Text provided:

#####

The Narendra Modi government has been consumed by the desire to beef up India’s energy security. It is in the context of the economic turmoil sparked by the Russia-Ukraine war and the dire forecast of a possible recession in several advanced economies later this year that I floated a trial balloon by suggesting that India could explore the advantages of a swap deal for gas sourced from Russian fields with either Japan or South Korea.

The suggestion isn’t outlandish but many readers of the piece in this column dated January 10 titled India May Explore Swap Deals for Sakhalin-II LNG were intrigued by the idea and raised a few queries. Before I explore the idea a little more thoroughly, permit me to recall the basic thrust of the initial suggestion.

#####

Recorded information:

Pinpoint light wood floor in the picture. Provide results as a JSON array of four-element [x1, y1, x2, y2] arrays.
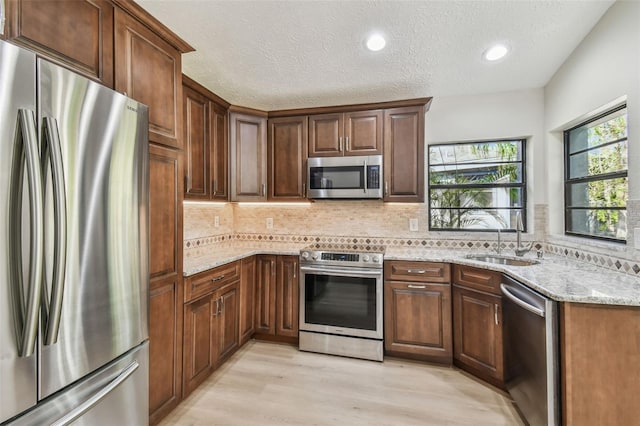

#####

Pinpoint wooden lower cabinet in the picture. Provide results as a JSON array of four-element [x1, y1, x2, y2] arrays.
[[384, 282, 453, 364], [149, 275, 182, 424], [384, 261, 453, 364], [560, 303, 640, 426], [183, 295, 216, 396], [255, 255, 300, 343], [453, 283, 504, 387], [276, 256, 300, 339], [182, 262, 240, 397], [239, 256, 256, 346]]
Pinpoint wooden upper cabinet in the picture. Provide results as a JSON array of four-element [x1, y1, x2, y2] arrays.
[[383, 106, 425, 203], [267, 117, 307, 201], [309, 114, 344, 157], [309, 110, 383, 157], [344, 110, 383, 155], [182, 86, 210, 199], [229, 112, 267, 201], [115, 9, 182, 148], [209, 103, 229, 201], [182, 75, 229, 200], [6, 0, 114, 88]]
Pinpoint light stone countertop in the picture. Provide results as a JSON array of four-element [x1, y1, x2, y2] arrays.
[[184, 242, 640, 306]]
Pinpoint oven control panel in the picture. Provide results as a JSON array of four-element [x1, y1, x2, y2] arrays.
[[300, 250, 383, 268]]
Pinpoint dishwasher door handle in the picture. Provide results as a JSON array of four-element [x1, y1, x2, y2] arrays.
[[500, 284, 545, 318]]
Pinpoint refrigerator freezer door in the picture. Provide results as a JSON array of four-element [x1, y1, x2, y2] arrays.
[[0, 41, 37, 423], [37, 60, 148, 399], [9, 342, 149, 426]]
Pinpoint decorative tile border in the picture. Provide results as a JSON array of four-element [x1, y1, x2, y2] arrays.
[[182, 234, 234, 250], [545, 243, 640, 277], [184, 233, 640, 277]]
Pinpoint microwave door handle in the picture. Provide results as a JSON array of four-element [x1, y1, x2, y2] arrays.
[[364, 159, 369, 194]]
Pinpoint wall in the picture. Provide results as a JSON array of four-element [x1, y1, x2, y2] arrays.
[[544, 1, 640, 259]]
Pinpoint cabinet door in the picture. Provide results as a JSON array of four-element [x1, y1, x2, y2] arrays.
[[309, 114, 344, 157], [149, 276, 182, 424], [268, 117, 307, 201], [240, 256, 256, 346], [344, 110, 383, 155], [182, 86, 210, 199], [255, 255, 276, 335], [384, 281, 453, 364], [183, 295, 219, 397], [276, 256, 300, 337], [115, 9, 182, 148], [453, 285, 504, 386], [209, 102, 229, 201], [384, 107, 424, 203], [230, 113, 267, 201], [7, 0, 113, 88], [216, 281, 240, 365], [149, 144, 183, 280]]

#####

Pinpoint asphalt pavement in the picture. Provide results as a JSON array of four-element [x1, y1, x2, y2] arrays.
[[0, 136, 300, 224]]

#####

What to work on:
a. Answer these questions using the column on India's energy security:
(i) Which two countries are named as possible partners in a gas swap deal?
(ii) On what date did the earlier piece appear in this column?
(iii) What was the title of that earlier piece?
b. Update the column on India's energy security by reproducing everything from "The Narendra Modi" down to "or South Korea." with "turmoil" replaced by "upheaval".

Outputs by task:
a.
(i) Japan or South Korea
(ii) January 10
(iii) India May Explore Swap Deals for Sakhalin-II LNG

b.
The Narendra Modi government has been consumed by the desire to beef up India’s energy security. It is in the context of the economic upheaval sparked by the Russia-Ukraine war and the dire forecast of a possible recession in several advanced economies later this year that I floated a trial balloon by suggesting that India could explore the advantages of a swap deal for gas sourced from Russian fields with either Japan or South Korea.